Grand Diomande Research · Full HTML Reader

N'Ko ASR Row Contract

This is the concrete row-level contract that the Vast ASR exporter should emit so the local uncertainty-packet pipeline can consume it without ad hoc parsing.

Language as Infrastructure technical note experiment writeup candidate score 32 .md

Full Public Reader

N'Ko ASR Row Contract

Date: 2026-04-28

Purpose

This is the concrete row-level contract that the Vast ASR exporter should emit so the local uncertainty-packet pipeline can consume it without ad hoc parsing.

Consumer already implemented:

- `asr/build_segment_provenance_corpus.py`

Prediction Row

json
{
  "feat_id": "bam_test_0001",
  "audio_id": "EP999_0001",
  "audio_path": "/workspace/djoko_audio/segments/EP999/EP999_0001.wav",
  "segment_id": "EP999_0001",
  "split": "test",
  "script": "nko",
  "mode": "trajectory",
  "asr_text": "ߊߟߐ",
  "ctc_confidence": 0.73,
  "cer_edits": 1,
  "trajectory_scalars": {
    "velocity": 0.2,
    "jerk": 0.8
  },
  "partition": "boundary",
  "top_confusable_spans": [
    {
      "start": 2,
      "end": 3,
      "alts": ["ߎ", "ߐ"]
    }
  ],
  "n_best_hypotheses": [
    {
      "text": "ߊߟߐ",
      "score": -0.4
    }
  ],
  "char_posteriors_summary": {
    "mean_entropy": 0.31
  }
}

Reference Row

json
{
  "feat_id": "bam_test_0001",
  "audio_path": "/workspace/djoko_audio/segments/EP999/EP999_0001.wav",
  "reference_text": "ߊߟߎ"

### Record set:
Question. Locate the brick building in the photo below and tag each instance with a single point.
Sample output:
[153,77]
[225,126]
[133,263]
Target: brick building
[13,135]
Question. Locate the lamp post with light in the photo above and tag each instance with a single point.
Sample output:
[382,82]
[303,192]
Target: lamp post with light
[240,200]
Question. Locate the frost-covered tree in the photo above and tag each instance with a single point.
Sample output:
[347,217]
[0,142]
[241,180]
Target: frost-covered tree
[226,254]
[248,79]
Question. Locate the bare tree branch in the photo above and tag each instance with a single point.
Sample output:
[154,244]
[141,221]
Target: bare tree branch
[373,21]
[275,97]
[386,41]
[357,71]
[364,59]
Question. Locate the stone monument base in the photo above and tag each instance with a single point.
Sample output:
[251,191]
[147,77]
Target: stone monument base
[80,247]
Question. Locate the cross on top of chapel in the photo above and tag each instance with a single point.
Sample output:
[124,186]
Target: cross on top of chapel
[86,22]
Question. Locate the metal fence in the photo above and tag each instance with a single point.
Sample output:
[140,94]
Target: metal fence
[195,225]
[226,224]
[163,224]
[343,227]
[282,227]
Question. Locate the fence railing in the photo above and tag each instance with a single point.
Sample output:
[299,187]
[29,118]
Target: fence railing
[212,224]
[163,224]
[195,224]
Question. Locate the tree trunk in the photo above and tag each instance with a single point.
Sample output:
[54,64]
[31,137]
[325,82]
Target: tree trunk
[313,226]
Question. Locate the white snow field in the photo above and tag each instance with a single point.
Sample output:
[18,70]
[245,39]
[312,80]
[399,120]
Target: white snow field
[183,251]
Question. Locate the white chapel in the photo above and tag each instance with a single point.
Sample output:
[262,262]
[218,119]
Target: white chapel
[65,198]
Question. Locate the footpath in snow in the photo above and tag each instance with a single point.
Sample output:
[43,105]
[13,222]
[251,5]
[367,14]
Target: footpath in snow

### Exercise requirements:
1. Decide whether each statement agrees with the N'Ko ASR contract note. Answer yes or no and quote the deciding words from the note: (a) The sample prediction entry has a CTC confidence of 0.73. (b) The note names asr/build_segment_provenance_corpus.py as a consumer that is already implemented. (c) The sample prediction entry belongs to the train split.
2. Write the next part of the N'Ko ASR contract note, starting after its last line.
The rows are separate material with no connection to the N'Ko ASR contract note.

### Answers given:
1.
(a) Yes: "ctc_confidence": 0.73
(b) Yes: "Consumer already implemented:" followed by "asr/build_segment_provenance_corpus.py"
(c) No: "split": "test"

2.
}

Required Fields

Prediction row must include:

  • `audio_path`
  • `split`
  • `script`
  • `mode`
  • `asr_text`
  • `ctc_confidence`
  • `partition`

Reference row must include:

  • `reference_text`
  • one stable join key:
  • `audio_path`, preferred
  • or `segment_id`
  • or `feat_id`

Recommended Fields

  • `feat_id`
  • `audio_id`
  • `segment_id`
  • `cer_edits`
  • `trajectory_scalars`
  • `top_confusable_spans`
  • `n_best_hypotheses`
  • `char_posteriors_summary`

Join Policy

The local corpus builder joins rows in this order:

1. `audio_path`
2. `segment_id`
3. `feat_id`

So the exporter should always emit `audio_path` when possible.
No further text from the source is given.